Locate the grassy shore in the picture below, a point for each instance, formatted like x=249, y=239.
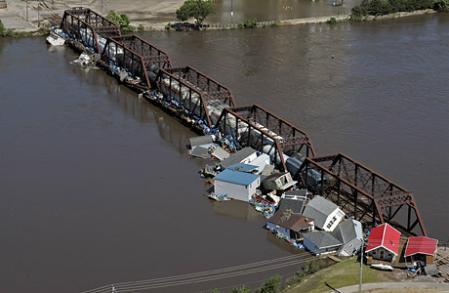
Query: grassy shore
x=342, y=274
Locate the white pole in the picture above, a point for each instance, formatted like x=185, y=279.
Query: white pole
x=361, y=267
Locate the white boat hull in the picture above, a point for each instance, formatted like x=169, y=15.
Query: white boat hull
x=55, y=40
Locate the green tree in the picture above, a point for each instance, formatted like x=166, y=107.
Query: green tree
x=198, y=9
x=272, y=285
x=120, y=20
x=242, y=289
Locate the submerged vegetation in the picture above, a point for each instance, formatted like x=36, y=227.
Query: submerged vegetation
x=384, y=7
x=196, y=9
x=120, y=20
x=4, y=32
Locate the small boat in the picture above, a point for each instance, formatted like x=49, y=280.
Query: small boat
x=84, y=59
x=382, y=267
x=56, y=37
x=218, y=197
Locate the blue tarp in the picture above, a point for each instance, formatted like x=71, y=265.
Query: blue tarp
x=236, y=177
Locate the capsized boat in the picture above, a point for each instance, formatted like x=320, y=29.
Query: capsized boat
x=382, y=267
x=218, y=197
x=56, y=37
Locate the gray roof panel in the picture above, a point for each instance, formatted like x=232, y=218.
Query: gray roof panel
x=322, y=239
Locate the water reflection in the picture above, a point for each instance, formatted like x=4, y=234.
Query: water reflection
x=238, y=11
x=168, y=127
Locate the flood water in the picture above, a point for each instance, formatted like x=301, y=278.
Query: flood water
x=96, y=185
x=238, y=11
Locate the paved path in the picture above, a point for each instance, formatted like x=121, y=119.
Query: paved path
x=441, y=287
========================================
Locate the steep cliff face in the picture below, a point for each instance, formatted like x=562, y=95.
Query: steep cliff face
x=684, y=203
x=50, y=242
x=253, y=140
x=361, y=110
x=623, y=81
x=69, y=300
========================================
▶ _DIRECTIVE_
Retype the part of the records above that opens with the line containing "Locate the flood" and closes with the line containing "x=441, y=287", both of those lines included.

▶ _RESULT OF THE TASK_
Locate the flood water in the picture above, a point for each instance, formatted like x=301, y=278.
Query: flood water
x=96, y=185
x=238, y=11
Locate the paved path in the picture above, a point for each instance, formatted like x=121, y=119.
Query: paved path
x=441, y=287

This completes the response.